WHAT IS REQUIRED ▸ From the first line to the last, copy the material word for word; pictures stay out.

PROVIDED DATA Block Start

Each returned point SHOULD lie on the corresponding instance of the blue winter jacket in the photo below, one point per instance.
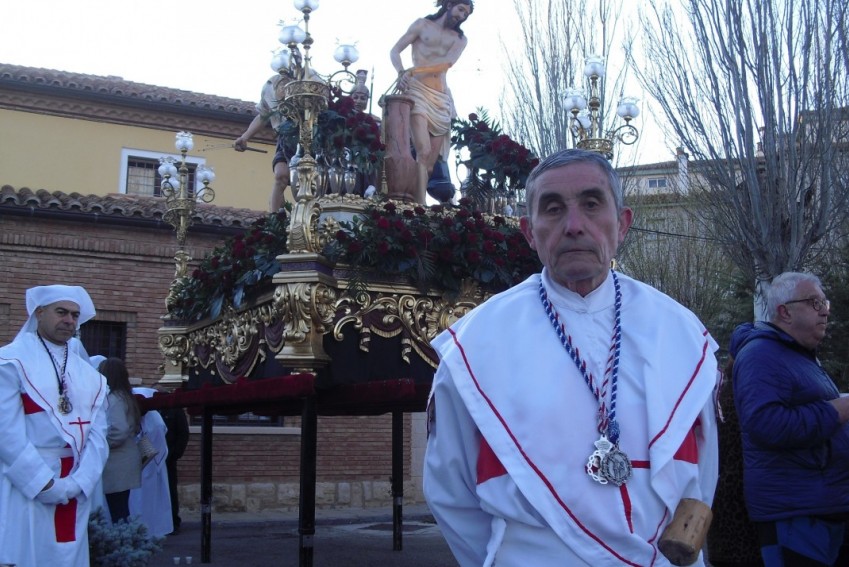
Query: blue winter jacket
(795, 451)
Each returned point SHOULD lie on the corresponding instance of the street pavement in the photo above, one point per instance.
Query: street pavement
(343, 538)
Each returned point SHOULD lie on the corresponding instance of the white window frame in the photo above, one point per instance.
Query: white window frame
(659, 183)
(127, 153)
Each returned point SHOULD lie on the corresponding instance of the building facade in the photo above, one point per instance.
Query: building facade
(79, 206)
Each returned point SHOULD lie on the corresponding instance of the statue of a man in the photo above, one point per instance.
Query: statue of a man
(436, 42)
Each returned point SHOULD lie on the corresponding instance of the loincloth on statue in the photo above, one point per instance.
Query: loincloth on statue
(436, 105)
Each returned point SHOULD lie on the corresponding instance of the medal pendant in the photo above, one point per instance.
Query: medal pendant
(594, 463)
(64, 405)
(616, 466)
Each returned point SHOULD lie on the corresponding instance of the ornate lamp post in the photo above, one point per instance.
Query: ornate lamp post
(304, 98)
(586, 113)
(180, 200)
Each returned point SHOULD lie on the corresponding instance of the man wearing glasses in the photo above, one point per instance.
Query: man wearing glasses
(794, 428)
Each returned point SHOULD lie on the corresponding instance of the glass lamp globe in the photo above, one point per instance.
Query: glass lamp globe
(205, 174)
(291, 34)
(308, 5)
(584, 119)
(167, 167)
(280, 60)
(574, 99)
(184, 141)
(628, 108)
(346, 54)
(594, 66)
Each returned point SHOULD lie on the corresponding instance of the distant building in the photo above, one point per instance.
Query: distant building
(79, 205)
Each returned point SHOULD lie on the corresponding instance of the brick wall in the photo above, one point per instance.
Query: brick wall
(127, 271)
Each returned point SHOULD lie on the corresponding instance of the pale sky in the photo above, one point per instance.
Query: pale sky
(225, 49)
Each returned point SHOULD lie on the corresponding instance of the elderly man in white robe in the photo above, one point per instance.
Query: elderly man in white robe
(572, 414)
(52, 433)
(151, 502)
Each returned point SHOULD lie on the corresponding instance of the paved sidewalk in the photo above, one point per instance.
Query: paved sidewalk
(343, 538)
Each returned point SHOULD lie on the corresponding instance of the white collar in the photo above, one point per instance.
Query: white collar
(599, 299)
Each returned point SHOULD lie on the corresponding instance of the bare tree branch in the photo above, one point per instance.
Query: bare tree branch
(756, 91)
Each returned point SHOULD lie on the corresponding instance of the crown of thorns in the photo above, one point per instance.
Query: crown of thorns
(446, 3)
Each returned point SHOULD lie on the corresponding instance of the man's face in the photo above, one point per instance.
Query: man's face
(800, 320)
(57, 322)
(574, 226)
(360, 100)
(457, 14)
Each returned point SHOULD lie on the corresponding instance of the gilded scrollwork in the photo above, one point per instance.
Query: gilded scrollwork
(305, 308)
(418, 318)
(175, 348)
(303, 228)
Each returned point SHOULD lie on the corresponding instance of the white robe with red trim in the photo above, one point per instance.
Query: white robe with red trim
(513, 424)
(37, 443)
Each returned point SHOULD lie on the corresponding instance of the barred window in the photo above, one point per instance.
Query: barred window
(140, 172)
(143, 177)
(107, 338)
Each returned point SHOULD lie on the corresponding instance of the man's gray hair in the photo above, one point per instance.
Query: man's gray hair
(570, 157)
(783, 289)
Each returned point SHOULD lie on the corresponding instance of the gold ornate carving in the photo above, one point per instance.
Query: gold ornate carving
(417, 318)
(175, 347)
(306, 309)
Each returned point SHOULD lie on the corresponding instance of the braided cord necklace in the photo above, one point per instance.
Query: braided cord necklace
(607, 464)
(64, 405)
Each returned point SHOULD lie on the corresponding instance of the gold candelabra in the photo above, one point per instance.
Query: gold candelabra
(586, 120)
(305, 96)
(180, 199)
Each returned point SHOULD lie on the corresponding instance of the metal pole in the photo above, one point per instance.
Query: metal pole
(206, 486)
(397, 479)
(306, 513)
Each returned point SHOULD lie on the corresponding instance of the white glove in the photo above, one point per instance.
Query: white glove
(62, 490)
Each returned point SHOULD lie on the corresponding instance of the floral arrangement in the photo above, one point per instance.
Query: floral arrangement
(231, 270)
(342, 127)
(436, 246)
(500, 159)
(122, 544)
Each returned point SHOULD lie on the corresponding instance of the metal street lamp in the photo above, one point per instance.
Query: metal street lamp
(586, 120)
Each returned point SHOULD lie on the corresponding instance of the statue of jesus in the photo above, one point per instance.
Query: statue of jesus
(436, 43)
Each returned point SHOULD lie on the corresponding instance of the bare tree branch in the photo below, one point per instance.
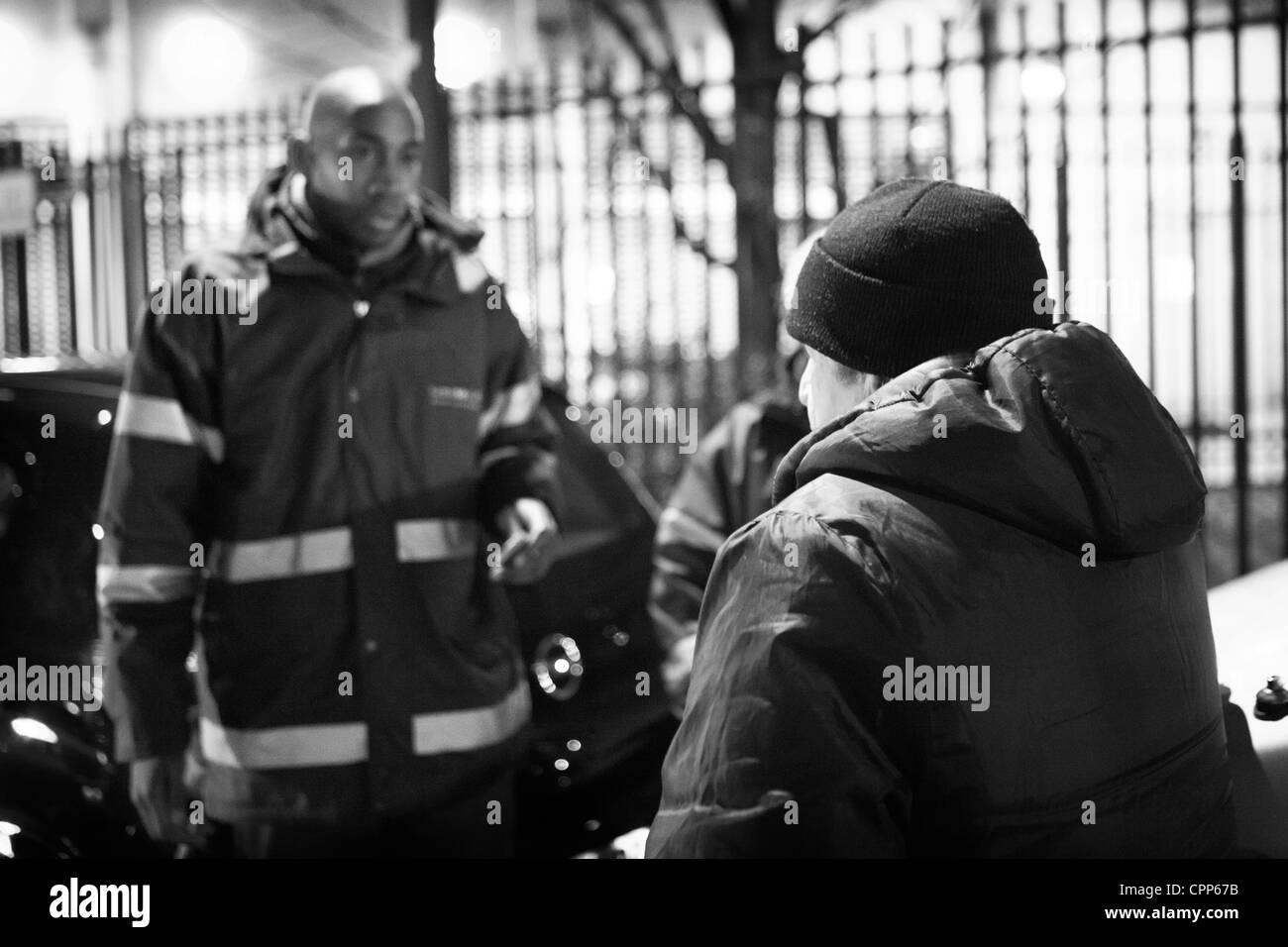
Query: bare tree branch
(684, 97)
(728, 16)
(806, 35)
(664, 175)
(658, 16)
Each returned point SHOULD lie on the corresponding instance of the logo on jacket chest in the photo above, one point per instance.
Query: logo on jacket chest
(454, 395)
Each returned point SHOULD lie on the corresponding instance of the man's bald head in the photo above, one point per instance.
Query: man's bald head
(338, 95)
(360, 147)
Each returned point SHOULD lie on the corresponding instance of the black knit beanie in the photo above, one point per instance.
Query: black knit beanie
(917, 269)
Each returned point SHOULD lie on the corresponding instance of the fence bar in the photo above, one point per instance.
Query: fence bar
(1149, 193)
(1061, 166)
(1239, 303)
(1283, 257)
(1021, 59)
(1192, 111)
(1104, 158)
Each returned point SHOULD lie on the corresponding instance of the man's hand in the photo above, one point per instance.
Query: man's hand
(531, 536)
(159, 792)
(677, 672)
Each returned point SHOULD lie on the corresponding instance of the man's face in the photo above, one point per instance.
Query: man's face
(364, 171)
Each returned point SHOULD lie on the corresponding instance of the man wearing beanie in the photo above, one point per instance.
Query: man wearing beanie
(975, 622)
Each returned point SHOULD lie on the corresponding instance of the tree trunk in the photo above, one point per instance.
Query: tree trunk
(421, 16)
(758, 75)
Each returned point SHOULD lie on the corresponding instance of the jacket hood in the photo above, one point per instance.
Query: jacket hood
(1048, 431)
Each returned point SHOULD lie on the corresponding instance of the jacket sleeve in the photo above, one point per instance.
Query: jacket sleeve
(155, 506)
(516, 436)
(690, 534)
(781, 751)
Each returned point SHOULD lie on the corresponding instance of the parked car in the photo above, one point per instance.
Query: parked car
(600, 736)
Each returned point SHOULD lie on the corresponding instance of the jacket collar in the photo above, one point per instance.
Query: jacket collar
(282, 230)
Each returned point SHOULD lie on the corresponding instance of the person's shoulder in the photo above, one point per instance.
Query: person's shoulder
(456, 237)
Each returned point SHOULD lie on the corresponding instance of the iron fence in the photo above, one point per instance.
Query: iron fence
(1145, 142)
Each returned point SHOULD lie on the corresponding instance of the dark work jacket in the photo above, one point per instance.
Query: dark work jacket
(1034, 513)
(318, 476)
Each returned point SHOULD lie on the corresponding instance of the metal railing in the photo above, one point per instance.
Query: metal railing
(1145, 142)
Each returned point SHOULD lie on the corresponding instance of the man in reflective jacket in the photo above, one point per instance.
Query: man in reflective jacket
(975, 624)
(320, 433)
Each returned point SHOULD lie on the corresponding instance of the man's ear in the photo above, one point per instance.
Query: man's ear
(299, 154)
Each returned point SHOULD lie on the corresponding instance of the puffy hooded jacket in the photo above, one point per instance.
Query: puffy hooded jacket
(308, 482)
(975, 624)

PROVIDED DATA Block End

SOLUTION TO THIS PROBLEM ▸
Each returned point SHOULD lie on the corresponding instance of the blue winter jacket in the photo below, one point per instance.
Query: blue winter jacket
(795, 451)
Each returned point SHOULD lie on the corresponding instance of the street pavement in the photo above, one point per instance.
Query: street pavement
(343, 538)
Each returned point SHOULD lie on the corresponding instance of the white window frame in the photo above, one point per instance.
Query: white window frame
(659, 183)
(127, 153)
Each returned point SHOULD lie on the corresponding instance of the building facade in the photo above, one point per instance.
Query: building facade
(79, 206)
Each returned point SHOULD lie on the corresponding instance of the statue of a man in the photo above, one point per instance.
Query: statue of a man
(436, 42)
Each returned point SHOULD lie on the corresponding instance of the loincloth on statue in the photo above, one point per instance.
Query: loincloth on statue
(436, 105)
Each returned point SHOULD lie on the corresponding instance of the medal pendant in the photo above, one point per instance.
Query: medal pendant
(594, 463)
(64, 405)
(616, 466)
Each returned point SHOULD lie on the corresponding instance of the ornate lamp post in the photo above, one point per instance.
Query: ornate lamp post
(304, 98)
(586, 113)
(180, 200)
Each returned point SHOULD lie on the corresponding instance of the man wearing glasses in the photo above, one point per instance.
Query: man wearing glasses
(794, 428)
Each returned point SHOULD lie on the corresponding instance of the glass lamp globe in the photo above, one point per instance.
Query: glass lamp globe
(205, 174)
(291, 34)
(308, 5)
(584, 119)
(167, 167)
(280, 60)
(574, 99)
(184, 141)
(628, 108)
(346, 54)
(594, 66)
Each returned point SHOULD lie on the corresponding instance of the distant building in the photo above, one point per instance.
Query: distant building
(79, 205)
Each returned point SHOULD lie on the corresponding instance of the brick wall in the photo above, one point per instance.
Query: brick wall
(127, 271)
Each returned point SHOULD lie on the corresponding instance of the pale sky in the photo above, one point per instance.
Query: pale sky
(225, 49)
Each returned point SHOULD lie on the corresponding instance of the elderly man in white robe in the photo above, one point per instance.
Query: elderly man in white robe
(572, 414)
(52, 433)
(151, 502)
Each returned point SHOULD lie on the corresponding instance of the paved sidewalk in the photo above, one point per instance.
Query: paved sidewalk
(343, 538)
Each returned point SHOULD lie on the corresponding instance of the white collar in the photo above, one point per instance.
Query: white collar
(599, 299)
Each returned point SHOULD lie on the corresponding instance of the bare tree branch in the photo above, one point per instance.
Query: bare tree branch
(756, 91)
Each returned point SHOULD lie on the corresponding instance of the crown of thorns in the photo above, one point per instance.
Query: crown of thorns
(446, 3)
Each returned point SHOULD lie on the corresponding instance of the man's face in the photo above, one point per instance.
Query: man's face
(800, 320)
(57, 322)
(574, 226)
(360, 100)
(457, 14)
Each returned point SHOULD lie on the corresponding instance of the gilded scrollwork in the photo above, one point per instance.
Query: gilded scrollwork
(305, 308)
(418, 318)
(175, 348)
(303, 228)
Each returned point SHOULD lie on the corresponding instance of the white robe with red trim in the photo above, one point per instance.
Query: white robe with red trim
(513, 424)
(37, 443)
Each returned point SHOULD lie on the corresponding instance of the barred window in the photo above, one point per instance.
Query: barred window
(140, 172)
(143, 177)
(107, 338)
Each returned point SHOULD lie on the corresponding instance of the man's gray hair in the photo above, one point per instance.
Query: man's gray hair
(570, 157)
(783, 289)
Each returned point SHOULD lie on the corresponding instance of the gold ornate carving in the photo above, one point per instance.
Query: gold ornate carving
(417, 318)
(175, 347)
(306, 309)
Each returned point SHOULD lie on the corresponding instance of the braided cord necklace in the photo above, one point per instance.
Query: braided cord necklace
(607, 464)
(64, 405)
Each returned point SHOULD lie on the corresponding instance of the gold candelabra in the photo above, one point per instance.
Query: gold candelabra
(586, 120)
(305, 96)
(180, 199)
Each returned point SHOULD lie on the corresponding instance of the metal pole in the photo above, one point per instance.
Query: metal pole
(206, 486)
(397, 479)
(306, 513)
Each returned point SHOULD lie on the corresponding instance of the white glove in the photo above, one point per instance.
Query: white glove
(62, 490)
Each returned point SHOULD lie on the corresponding instance of the floral arrangement in the photo above, one point per instance.
Query: floral arrangement
(231, 270)
(342, 127)
(436, 246)
(500, 159)
(122, 544)
Each returned point SHOULD lie on the corresponding instance of the metal street lamp in the photo above, one point per instance.
Query: metal street lamp
(586, 120)
Each returned point SHOULD lie on the corresponding instance of the statue of jesus in the photo above, one point per instance.
Query: statue of jesus
(436, 43)
Each returned point SHOULD lie on the corresponding instance of the bare tree branch in the photo below, one point per instance.
Query: bare tree branch
(684, 97)
(728, 16)
(806, 35)
(664, 175)
(658, 16)
Each returned point SHOULD lie on the corresponding instance of the logo on jacket chest in the photo above, one point per instance.
Query: logo on jacket chest
(454, 395)
Each returned point SHOULD lie on the corresponding instance of the man's bald head in the photo above, one point per instance.
Query: man's bald head
(338, 95)
(360, 147)
Each returned point SHOULD lie on the corresponding instance of the black knit beanie in the photo above, one point per instance.
Query: black knit beanie
(917, 269)
Each returned point SHOULD lie on the corresponding instance of the fence bar in the photo above, one point per instance.
Query: fence bar
(1149, 193)
(1061, 166)
(1239, 303)
(1283, 257)
(1021, 59)
(1192, 111)
(1104, 158)
Each returned point SHOULD lie on the corresponding instance of the man's hand in the photo above, one point per instance.
Query: man's hand
(531, 536)
(159, 792)
(677, 672)
Each returned point SHOULD lie on the corresponding instance of the man's face in the photo above, one point per instance.
Query: man's face
(364, 171)
Each returned point SHOULD lie on the corresponding instance of the man wearing beanie in the photo above, one point per instance.
Query: man wearing beanie
(975, 622)
Each returned point SHOULD lie on the corresponding instance of the tree trunk in the photo above, one point per instance.
Query: tree trunk
(421, 16)
(758, 75)
Each returned point SHOULD lie on the corresponding instance of the jacket hood in the photo above, one point per instance.
Query: jacket hood
(1048, 431)
Each returned point SHOULD lie on the corresponding instance of the jacket sleeve in the photo above, one point per instance.
Query: jacket sleeve
(155, 506)
(516, 436)
(690, 534)
(781, 751)
Each returned point SHOULD lie on the corresponding instance of the parked car in the photo above, one point per instance.
Query: parked car
(600, 736)
Each returned point SHOULD lie on the corresponding instance of the jacket collar in the photo above, one point per instance.
Query: jacket collar
(282, 230)
Each returned point SHOULD lie on the corresponding instance of the person's shoulder in the photo above, one point per instance.
Query: person's shoulder
(456, 237)
Each returned point SHOULD lie on the corresponding instance of the iron fence in the photo above, one point per instance.
Query: iron fence
(1145, 142)
Each returned point SHOULD lie on the corresponding instance of the dark work jacket in the photo above, one point per instance.
Query: dark work jacket
(1034, 513)
(318, 476)
Each returned point SHOULD lie on the corresponding instance of the metal railing in the photo above, one point per instance.
Query: metal railing
(1145, 142)
Each returned point SHOULD lie on the corresponding instance of the man in reflective jacket in the photo above, one point per instance.
Query: man in reflective jacket
(975, 624)
(320, 433)
Each returned point SHOULD lie on the corresponding instance of the man's ear in the photo above, one point per instance.
Query: man's ear
(299, 154)
Each returned point SHOULD lie on the corresponding instance of the puffy hooded jacket in the photo above, one point per instance.
Query: puffy hooded jacket
(308, 482)
(975, 624)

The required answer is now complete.